When you reach the line that contains "front bumper, which" in the entries below, begin returning lines exactly as written and continue through the last one.

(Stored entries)
◆ ◆ ◆ ◆

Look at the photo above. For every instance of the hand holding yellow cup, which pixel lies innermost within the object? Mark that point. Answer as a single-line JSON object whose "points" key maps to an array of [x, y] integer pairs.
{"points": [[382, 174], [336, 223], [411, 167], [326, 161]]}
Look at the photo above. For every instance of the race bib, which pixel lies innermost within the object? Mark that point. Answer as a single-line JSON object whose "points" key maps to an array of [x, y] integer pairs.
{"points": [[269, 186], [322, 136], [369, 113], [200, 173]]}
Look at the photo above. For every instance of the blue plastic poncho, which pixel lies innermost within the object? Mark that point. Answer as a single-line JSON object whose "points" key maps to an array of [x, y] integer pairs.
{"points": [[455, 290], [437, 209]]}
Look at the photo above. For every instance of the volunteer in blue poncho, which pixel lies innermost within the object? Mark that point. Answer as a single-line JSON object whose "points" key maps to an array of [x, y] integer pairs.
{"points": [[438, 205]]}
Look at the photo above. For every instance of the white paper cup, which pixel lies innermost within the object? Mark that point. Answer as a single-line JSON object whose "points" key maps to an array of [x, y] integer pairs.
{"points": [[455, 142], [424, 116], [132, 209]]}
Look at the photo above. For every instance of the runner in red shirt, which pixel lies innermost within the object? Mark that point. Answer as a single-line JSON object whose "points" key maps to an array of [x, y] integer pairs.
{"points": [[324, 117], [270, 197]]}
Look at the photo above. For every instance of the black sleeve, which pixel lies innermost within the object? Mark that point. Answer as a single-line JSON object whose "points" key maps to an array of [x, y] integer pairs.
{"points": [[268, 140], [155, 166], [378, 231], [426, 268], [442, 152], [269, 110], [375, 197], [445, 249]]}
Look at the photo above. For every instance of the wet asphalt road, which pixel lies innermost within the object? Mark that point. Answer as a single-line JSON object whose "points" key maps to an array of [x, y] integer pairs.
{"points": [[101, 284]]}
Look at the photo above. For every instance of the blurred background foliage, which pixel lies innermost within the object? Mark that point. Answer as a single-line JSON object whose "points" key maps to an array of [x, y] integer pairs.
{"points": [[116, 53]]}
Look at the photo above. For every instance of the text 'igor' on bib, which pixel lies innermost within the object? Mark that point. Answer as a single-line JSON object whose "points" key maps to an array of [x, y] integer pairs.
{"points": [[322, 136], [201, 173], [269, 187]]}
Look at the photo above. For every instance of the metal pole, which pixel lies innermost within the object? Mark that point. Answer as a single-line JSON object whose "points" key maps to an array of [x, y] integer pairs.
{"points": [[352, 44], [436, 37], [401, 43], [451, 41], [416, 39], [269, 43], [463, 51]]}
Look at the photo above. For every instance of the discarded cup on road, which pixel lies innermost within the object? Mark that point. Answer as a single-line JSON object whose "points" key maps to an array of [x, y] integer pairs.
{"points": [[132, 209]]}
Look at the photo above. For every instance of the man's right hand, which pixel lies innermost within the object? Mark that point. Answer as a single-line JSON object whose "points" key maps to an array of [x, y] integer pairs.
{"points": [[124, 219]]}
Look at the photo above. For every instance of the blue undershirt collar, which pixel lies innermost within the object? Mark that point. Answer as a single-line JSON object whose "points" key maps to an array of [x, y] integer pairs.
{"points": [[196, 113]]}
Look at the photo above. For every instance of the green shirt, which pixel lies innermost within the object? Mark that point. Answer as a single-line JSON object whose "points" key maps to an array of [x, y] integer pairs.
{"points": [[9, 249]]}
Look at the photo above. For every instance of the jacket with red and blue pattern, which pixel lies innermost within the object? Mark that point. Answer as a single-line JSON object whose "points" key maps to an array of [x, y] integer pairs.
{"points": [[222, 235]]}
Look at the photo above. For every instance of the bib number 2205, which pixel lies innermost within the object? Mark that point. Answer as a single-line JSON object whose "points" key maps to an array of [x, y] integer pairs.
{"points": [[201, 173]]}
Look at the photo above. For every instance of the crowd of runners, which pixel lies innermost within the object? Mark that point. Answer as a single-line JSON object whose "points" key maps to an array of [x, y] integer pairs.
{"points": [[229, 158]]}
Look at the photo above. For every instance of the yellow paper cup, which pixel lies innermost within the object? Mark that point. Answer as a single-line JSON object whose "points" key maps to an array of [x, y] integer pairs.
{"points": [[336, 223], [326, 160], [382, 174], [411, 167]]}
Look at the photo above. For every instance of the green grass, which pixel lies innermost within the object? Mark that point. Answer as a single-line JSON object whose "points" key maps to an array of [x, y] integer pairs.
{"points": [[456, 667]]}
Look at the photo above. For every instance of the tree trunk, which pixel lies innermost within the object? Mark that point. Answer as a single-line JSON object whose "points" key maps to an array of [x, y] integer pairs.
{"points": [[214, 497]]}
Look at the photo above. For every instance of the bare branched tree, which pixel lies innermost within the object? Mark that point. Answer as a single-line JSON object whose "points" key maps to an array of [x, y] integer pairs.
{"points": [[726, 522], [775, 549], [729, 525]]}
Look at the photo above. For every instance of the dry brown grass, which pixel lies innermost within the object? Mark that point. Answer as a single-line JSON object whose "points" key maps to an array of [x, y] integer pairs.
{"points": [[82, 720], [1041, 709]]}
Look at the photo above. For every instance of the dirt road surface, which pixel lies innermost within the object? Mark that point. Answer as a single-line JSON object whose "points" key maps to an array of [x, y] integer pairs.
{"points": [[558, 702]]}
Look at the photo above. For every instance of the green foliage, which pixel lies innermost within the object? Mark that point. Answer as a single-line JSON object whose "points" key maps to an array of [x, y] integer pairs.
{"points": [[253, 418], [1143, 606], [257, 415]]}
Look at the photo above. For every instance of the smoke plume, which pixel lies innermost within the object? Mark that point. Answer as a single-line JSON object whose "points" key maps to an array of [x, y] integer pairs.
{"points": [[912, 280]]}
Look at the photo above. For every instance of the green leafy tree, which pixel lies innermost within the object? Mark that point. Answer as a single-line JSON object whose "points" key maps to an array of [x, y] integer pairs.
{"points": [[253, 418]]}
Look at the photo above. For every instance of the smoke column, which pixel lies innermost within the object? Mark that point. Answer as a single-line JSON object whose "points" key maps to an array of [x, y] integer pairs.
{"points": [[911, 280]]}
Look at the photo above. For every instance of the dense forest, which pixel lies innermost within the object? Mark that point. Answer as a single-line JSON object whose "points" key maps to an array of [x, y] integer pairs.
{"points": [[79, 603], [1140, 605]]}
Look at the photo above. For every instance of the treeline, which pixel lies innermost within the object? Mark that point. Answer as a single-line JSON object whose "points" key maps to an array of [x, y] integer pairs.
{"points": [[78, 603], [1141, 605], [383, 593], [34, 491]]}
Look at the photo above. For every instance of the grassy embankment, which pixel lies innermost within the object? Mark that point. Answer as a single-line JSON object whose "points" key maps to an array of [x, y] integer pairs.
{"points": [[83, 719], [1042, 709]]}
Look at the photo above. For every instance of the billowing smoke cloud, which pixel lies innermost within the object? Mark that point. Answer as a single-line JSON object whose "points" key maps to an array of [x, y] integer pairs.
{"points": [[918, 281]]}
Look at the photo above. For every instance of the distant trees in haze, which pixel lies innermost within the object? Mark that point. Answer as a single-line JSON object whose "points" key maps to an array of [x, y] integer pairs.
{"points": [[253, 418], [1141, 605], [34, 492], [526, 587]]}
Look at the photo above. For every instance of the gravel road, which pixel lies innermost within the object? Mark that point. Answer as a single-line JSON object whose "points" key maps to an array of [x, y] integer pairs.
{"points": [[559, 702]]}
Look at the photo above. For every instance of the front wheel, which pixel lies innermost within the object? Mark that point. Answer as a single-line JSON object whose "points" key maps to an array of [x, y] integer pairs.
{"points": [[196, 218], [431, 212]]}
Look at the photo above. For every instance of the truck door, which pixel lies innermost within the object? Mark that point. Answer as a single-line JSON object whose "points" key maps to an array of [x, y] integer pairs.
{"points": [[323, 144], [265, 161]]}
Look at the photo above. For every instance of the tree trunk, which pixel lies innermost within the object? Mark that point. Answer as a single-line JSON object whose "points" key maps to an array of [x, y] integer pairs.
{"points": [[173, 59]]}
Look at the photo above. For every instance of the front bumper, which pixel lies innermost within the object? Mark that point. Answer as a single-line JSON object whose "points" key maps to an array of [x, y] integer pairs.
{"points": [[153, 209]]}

◆ ◆ ◆ ◆

### Reply to the exercise
Look at the photo above. For every instance of the front bumper, which pixel lies innermost within the object? Mark that point. Answer as a single-line JSON object whose "points" key maps to an array of [x, y] integer pairs.
{"points": [[153, 209]]}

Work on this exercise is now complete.